§ **Excerpt**
EXHIBIT 5.2

                 [Letterhead of Richards, Layton & Finger, P.A.]

                                December 19, 2002

UBS Preferred Funding Company LLC IV        UBS Preferred Funding Company LLC V
c/o UBS AG                                  c/o UBS AG
299 Park Avenue                             299 Park Avenue
New York, New York 10171                    New York, New York 10171

UBS Preferred Funding Trust IV              UBS Preferred Funding Trust V
c/o UBS AG                                  c/o UBS AG
299 Park Avenue                             299 Park Avenue
New York, New York 10171                    New York, New York 10171

                  Re:      UBS Preferred Funding Company LLC IV;
                           UBS Preferred Funding Trust IV;
                           UBS Preferred Funding Company LLC V; and
                           UBS Preferred Funding Trust V

Ladies and Gentlemen:

                  We have acted as special Delaware counsel for UBS Preferred
Funding Company LLC IV, a Delaware limited liability company ("Company IV"), UBS
Preferred Funding Trust IV, a Delaware statutory trust ("Trust IV"), UBS
Preferred Funding Company LLC V, a Delaware limited liability company ("Company
V"), and UBS Preferred Funding Trust V, a Delaware statutory trust ("Trust V"),
in connection with the matters set forth herein. At your request, this opinion
is being furnished to you.

Point-based annotation listing:
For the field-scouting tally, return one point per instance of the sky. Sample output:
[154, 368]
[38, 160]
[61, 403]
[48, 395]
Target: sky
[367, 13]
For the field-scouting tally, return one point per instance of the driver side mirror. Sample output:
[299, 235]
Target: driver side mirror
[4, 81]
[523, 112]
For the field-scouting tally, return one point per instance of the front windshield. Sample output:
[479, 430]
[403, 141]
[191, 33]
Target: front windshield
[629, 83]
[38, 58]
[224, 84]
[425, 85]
--
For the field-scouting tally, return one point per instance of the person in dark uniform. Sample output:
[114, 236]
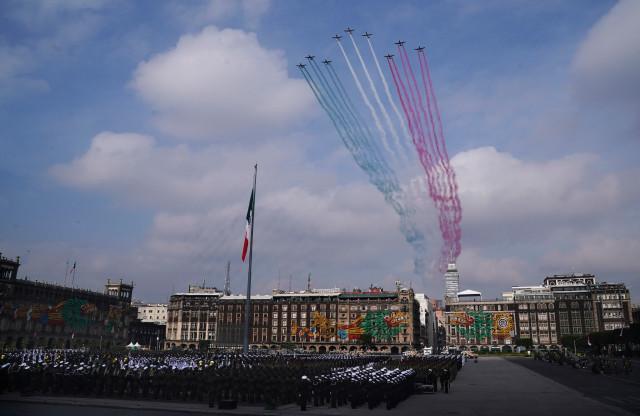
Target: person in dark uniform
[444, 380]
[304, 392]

§ **What is asked**
- a) According to the letter, what kind of Delaware entity is UBS Preferred Funding Trust IV?
- b) Identify each line of the listing containing the word "mirror", and copy those lines in full.
The letter and the listing are unrelated materials.

§ **Results for the exercise**
- a) A Delaware statutory trust.

- b)
For the field-scouting tally, return one point per instance of the driver side mirror. Sample output:
Target: driver side mirror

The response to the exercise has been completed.